◆ **Angezeigter Text**:
Südbadischer CDU-Mann Verbaler Eiertanz der CDU um Unaussprechliches

Was wussten sie von den Vorgängen? Innenminister Strobl, Polizeipräsident Rotzinger (ganz rechts) in Freiburg. Foto: dpa/Patrick Seeger

Ein CDU-Mann war wegen einer angeblichen Beziehung zu einer Minderjährigen im Visier der Justiz – auf einen Bericht darüber reagiert die Partei erschüttert. Viele wissen, um wen es geht, aber niemand darf es sagen.

Titelteam Stuttgarter Zeitung: Andreas Müller (mül)

Der Name des Parteifreundes hatte einst einen guten Klang. Doch wenn CDU-Leute heute über ihn sprechen – und das tun sie oft –, meiden sie ihn möglichst. Dann ist gequält von „Mister X“ die Rede, vom „Unaussprechlichen“ oder von „Sie wissen schon, wer“.

 

Die Vorsicht ist der Sorge geschuldet, den Betreffenden bloß nicht erkennbar zu machen. Dann nämlich droht juristischer Ärger, der obendrein teuer werden könnte. So haben viele Parteifunktionäre den prominenten Medienanwalt verstanden, der den Mann neuerdings gegenüber seinen einstigen CDU-Freunden und Journalisten vertritt.

(Datensätze zur Ortsbeschriftung)
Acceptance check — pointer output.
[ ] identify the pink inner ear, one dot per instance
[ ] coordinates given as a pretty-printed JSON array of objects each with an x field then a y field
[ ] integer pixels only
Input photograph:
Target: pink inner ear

◆ **Zu erledigen**:
1. Kopiere aus dem Artikel über den CDU-Mann wortgetreu den Abschnitt, der bei „Ein CDU-Mann war“ anfängt und bei „und Journalisten vertritt.“ aufhört.
2. Knüpfe an den Artikel über den CDU-Mann an und schreib ihn nach seinem letzten Satz weiter.
Die Datensätze werden hier nicht gebraucht.

◆ **Ergebnisse je Aufgabe**:
1.
Ein CDU-Mann war wegen einer angeblichen Beziehung zu einer Minderjährigen im Visier der Justiz – auf einen Bericht darüber reagiert die Partei erschüttert. Viele wissen, um wen es geht, aber niemand darf es sagen.

Titelteam Stuttgarter Zeitung: Andreas Müller (mül)

Der Name des Parteifreundes hatte einst einen guten Klang. Doch wenn CDU-Leute heute über ihn sprechen – und das tun sie oft –, meiden sie ihn möglichst. Dann ist gequält von „Mister X“ die Rede, vom „Unaussprechlichen“ oder von „Sie wissen schon, wer“.

 

Die Vorsicht ist der Sorge geschuldet, den Betreffenden bloß nicht erkennbar zu machen. Dann nämlich droht juristischer Ärger, der obendrein teuer werden könnte. So haben viele Parteifunktionäre den prominenten Medienanwalt verstanden, der den Mann neuerdings gegenüber seinen einstigen CDU-Freunden und Journalisten vertritt.

2.
Ermittlungen enden ohne Schuldfeststellung

Der Christdemokrat will damit verhindern, dass frühere Ermittlungen gegen ihn weiter öffentlich thematisiert werden. Das ist verständlich, denn nach einem anonymisierten Zeitungsbericht ging es um eine angebliche Beziehung zu einer Minderjährigen. Bei den zwei von der Staatsanwaltschaft Freiburg bis Anfang 2020 geführten Verfahren kam indes kaum etwas heraus: Das eine wurde mangels hinreichenden Tatverdachts eingestellt, das andere gegen eine Geldauflage von angeblich 30 000 Euro. Grundlage war ein Paragraf in der Strafprozessordnung, wonach bei Fällen von geringem Gewicht das öffentliche Interesse an Strafverfolgung auf diese Weise „beseitigt“ werden kann. Eine Schuld wird damit nicht festgestellt, es gilt unverändert die Unschuldsvermutung. Von der Staatsanwaltschaft gibt es keinerlei Auskünfte dazu: „Schutzwürdige private Interessen“ der Beteiligten, so eine Sprecherin, stünden dem entgegen. Auch die Anwältin der Betroffenen äußert sich nicht.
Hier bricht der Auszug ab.